Document segment:
☆ ☆ ☆ ☆ ☆

As a result of these factors, IATA’s revised baseline forecast is for global enplanements to fall 55% in 2020 compared to 2019 (the April forecast was for a 46% decline). Passenger numbers are expected to rise 62% in 2021 off the depressed 2020 base, but will still be down almost 30% compared to 2019. A full recovery to 2019 levels is not expected until 2023, one year later than previously forecast.
And IATA says that since domestic markets are opening ahead of international markets, and because passengers appear to prefer short haul travel in the current environment, RPKs will recover more slowly, with passenger traffic expected to return to 2019 levels in 2024, one year later than previously forecast.
Scientific advances in fighting COVID-19 including development of a successful vaccine, could allow a faster recovery. However, at present there appears to be more downside risk than upside to the baseline forecast.

☆ ☆ ☆ ☆ ☆

Dataset excerpts:
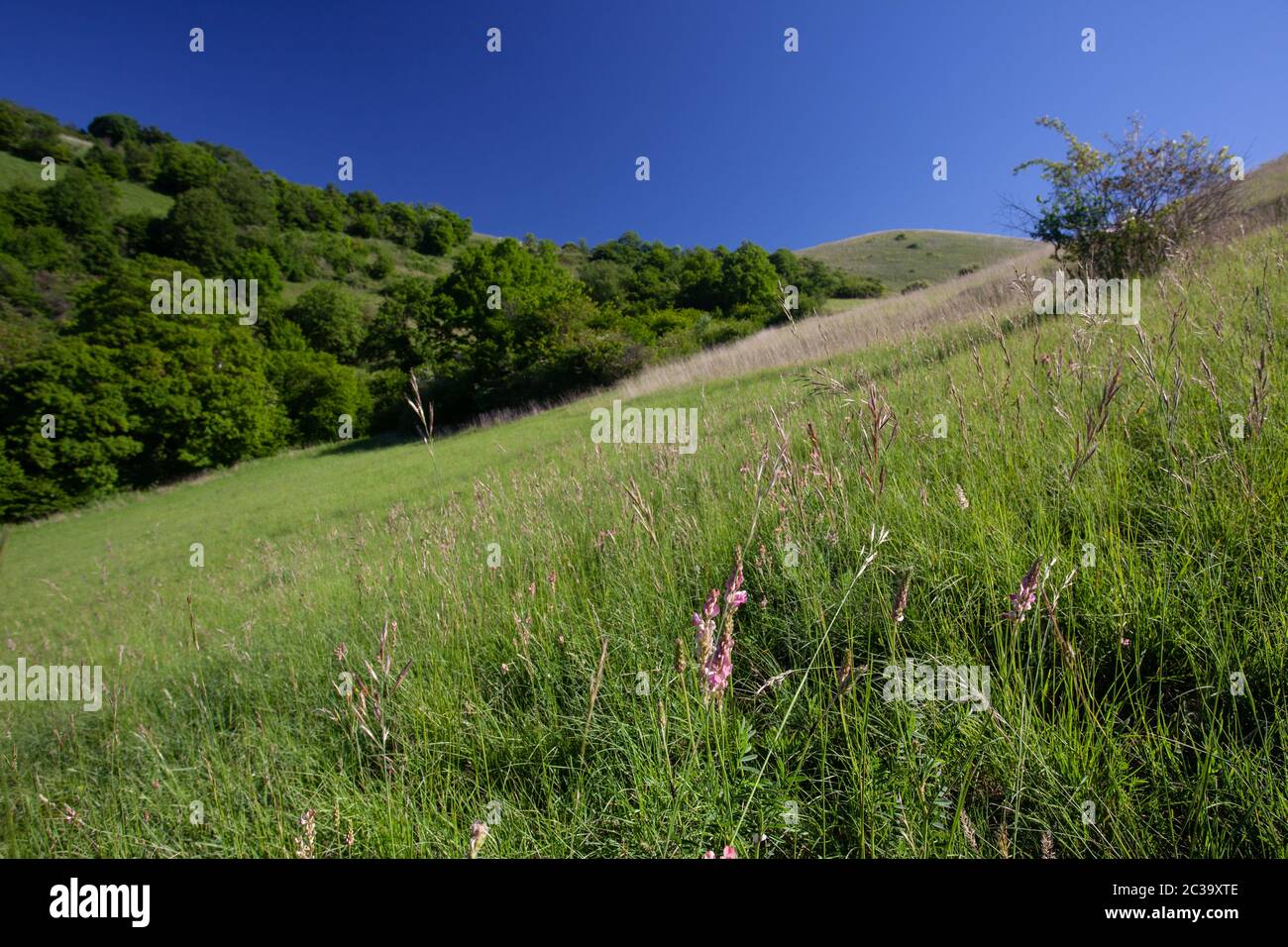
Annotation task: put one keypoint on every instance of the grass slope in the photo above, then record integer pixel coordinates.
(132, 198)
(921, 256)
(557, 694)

☆ ☆ ☆ ☆ ☆

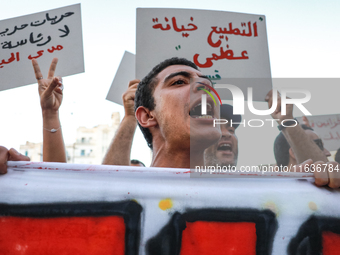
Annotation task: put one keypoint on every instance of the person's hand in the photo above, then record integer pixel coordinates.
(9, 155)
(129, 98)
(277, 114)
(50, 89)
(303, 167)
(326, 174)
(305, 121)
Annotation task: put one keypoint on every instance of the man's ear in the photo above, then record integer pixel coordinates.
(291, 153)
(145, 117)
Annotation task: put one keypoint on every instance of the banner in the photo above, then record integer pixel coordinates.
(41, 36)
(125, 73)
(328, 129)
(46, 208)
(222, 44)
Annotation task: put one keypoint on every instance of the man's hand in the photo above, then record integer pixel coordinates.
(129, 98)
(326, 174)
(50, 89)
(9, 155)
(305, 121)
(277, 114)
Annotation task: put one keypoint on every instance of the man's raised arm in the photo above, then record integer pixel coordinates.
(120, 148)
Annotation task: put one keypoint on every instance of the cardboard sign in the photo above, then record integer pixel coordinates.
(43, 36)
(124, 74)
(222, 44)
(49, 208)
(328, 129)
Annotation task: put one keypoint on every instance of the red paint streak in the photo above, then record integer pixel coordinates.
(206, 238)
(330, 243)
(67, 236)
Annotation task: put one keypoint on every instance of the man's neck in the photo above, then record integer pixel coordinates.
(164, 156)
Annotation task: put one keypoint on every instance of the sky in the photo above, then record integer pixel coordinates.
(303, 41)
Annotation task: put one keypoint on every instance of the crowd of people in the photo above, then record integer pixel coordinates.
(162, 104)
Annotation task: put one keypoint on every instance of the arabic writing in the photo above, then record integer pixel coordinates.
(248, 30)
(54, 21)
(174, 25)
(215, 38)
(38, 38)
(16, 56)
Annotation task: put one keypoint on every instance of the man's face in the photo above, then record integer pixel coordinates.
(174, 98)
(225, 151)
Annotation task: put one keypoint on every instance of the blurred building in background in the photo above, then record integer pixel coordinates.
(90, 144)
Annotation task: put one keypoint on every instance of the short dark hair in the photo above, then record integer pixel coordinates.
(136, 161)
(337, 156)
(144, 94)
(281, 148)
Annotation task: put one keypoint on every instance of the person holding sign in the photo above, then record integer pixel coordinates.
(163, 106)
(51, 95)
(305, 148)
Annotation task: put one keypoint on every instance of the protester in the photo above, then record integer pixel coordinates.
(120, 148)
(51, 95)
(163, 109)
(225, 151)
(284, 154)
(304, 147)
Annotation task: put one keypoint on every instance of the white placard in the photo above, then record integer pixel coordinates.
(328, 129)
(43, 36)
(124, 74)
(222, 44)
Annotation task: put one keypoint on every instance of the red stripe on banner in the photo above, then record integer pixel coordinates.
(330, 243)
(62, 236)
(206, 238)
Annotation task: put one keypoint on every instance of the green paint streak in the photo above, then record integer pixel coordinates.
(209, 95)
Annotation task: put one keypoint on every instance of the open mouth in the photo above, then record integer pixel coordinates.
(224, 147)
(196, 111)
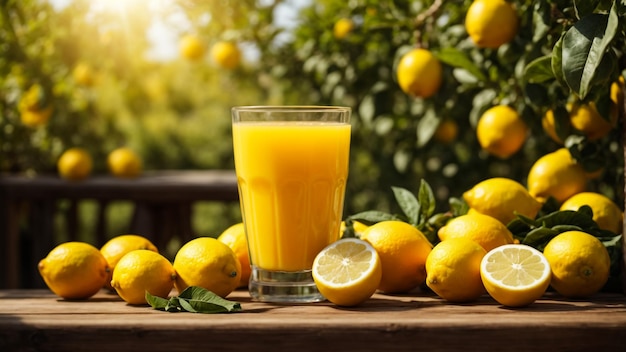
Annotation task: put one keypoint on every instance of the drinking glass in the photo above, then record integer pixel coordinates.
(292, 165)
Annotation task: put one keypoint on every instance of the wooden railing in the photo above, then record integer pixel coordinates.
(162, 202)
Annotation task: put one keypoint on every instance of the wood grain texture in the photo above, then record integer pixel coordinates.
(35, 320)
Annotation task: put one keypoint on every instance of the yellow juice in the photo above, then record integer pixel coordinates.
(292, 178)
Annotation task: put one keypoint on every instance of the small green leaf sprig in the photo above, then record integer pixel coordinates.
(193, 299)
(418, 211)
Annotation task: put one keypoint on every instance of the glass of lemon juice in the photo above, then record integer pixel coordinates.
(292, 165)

☆ ☆ ☆ ☆ ☆

Work to complete:
A: In the passage on IATA's air travel forecast, by what percentage was the April forecast expecting global enplanements to decline in 2020?
B: Carry on the passage on IATA's air travel recovery forecast from the point where it ends.

Answers provided:
A: 46%

B:
Alexandre de Juniac, IATA’s director general and CEO, said of the forecast: “Passenger traffic hit bottom in April, but the strength of the upturn has been very weak. What improvement we have seen has been domestic flying. International markets remain largely closed. Consumer confidence is depressed and not helped by the UK’s weekend decision to impose a blanket quarantine on all travelers returning from Spain. And in many parts of the world infections are still rising. All of this points to a longer recovery period and more pain for the industry and the global economy.”
IATA’s boss continued: “For airlines, this is bad news that points to the need for governments to continue with relief measures — financial and otherwise. A full Northern Winter season waiver on the 80-20 use-it-or-lose it slot rule, for example, would provide critical relief to airlines in planning schedules amid unpredictable demand patterns. Airlines are planning their schedules. They need to keep sharply focused on meeting demand and not meeting slot rules that were never meant to accommodate the sharp fluctuations of a crisis. The earlier we know the slot rules the better, but we are still waiting for governments in key markets to confirm a waiver.”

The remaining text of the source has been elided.